_Selected text:_
>> start

In a Cloud of Not Knowing

INTERVIEW. Daniel Borgman's second feature "Loving Pia" stars and is based on the life of a 60-year-old disabled woman. Everything about the film is complex, problematic and coincidental, says the director, and that's the way he prefers it. Berlinale Forum 2017

Director Daniel Borgman was tired of scriptwriting, of making films by the book and of "grand ideas." So for his second feature film, "Loving Pia," he made an experiment: to find a real person and make a fiction film based on her life and feelings.

I'm tired of grand ideas, and I don't like simple answers. I'm excited about all the other stuff that's not clear: being in that cloud of not knowing anything.

>> end

_Records provided:_
>> start

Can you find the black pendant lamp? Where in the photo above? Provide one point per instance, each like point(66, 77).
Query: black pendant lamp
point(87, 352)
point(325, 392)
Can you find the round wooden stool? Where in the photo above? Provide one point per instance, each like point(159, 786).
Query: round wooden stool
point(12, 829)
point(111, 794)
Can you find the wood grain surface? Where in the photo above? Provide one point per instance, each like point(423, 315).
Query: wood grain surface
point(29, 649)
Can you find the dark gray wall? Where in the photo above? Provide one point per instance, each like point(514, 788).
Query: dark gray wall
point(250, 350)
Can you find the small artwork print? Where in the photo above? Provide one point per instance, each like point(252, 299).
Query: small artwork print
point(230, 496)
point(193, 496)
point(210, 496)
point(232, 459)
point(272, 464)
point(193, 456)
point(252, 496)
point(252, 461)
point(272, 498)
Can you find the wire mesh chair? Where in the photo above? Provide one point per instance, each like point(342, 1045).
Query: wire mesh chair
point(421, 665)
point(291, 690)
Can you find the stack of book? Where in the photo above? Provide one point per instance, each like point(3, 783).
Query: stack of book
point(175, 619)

>> end
>> start

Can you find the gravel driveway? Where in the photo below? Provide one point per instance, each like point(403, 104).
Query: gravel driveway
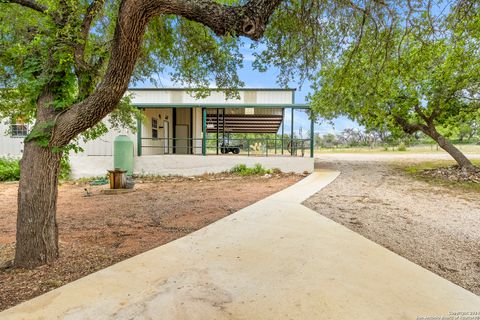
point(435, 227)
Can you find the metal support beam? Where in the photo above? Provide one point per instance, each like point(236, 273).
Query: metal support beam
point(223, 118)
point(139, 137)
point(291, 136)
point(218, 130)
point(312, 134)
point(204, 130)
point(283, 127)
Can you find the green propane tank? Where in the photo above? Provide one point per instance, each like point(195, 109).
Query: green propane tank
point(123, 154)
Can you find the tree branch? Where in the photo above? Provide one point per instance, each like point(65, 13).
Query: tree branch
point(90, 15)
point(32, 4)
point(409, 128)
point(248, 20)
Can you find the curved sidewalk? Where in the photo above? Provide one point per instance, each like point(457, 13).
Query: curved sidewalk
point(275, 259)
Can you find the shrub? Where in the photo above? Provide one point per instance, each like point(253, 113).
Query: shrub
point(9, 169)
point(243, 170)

>> end

_Problem set:_
1. Reproduce everything in the interview text on "Loving Pia" from "INTERVIEW. Daniel Borgman's" down to "not knowing anything.".
2. Format as a Markdown table the rows from the one containing "Can you find the stack" down to the one containing "point(175, 619)", both included. Use a column Nr for the row number and a column Entry for the row itself, and leave out any blank rows.
The rows are unrelated to the interview text.

_Worked answers:_
1.
INTERVIEW. Daniel Borgman's second feature "Loving Pia" stars and is based on the life of a 60-year-old disabled woman. Everything about the film is complex, problematic and coincidental, says the director, and that's the way he prefers it. Berlinale Forum 2017

Director Daniel Borgman was tired of scriptwriting, of making films by the book and of "grand ideas." So for his second feature film, "Loving Pia," he made an experiment: to find a real person and make a fiction film based on her life and feelings.

I'm tired of grand ideas, and I don't like simple answers. I'm excited about all the other stuff that's not clear: being in that cloud of not knowing anything.

2.
| Nr | Entry |
|---|---|
| 1 | Can you find the stack of book? Where in the photo above? Provide one point per instance, each like point(3, 783). |
| 2 | Query: stack of book |
| 3 | point(175, 619) |